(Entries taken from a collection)
+ + +

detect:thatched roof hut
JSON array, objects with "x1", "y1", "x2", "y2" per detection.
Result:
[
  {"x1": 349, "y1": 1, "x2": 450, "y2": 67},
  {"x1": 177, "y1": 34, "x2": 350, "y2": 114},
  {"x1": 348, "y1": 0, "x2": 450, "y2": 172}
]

+ + +

The problem —
Extract all of the data shown above and repeat it verbatim.

Answer space —
detect:thatched roof hut
JSON array, objects with "x1", "y1", "x2", "y2" per detection.
Result:
[
  {"x1": 349, "y1": 1, "x2": 450, "y2": 67},
  {"x1": 177, "y1": 34, "x2": 350, "y2": 114},
  {"x1": 348, "y1": 0, "x2": 450, "y2": 172}
]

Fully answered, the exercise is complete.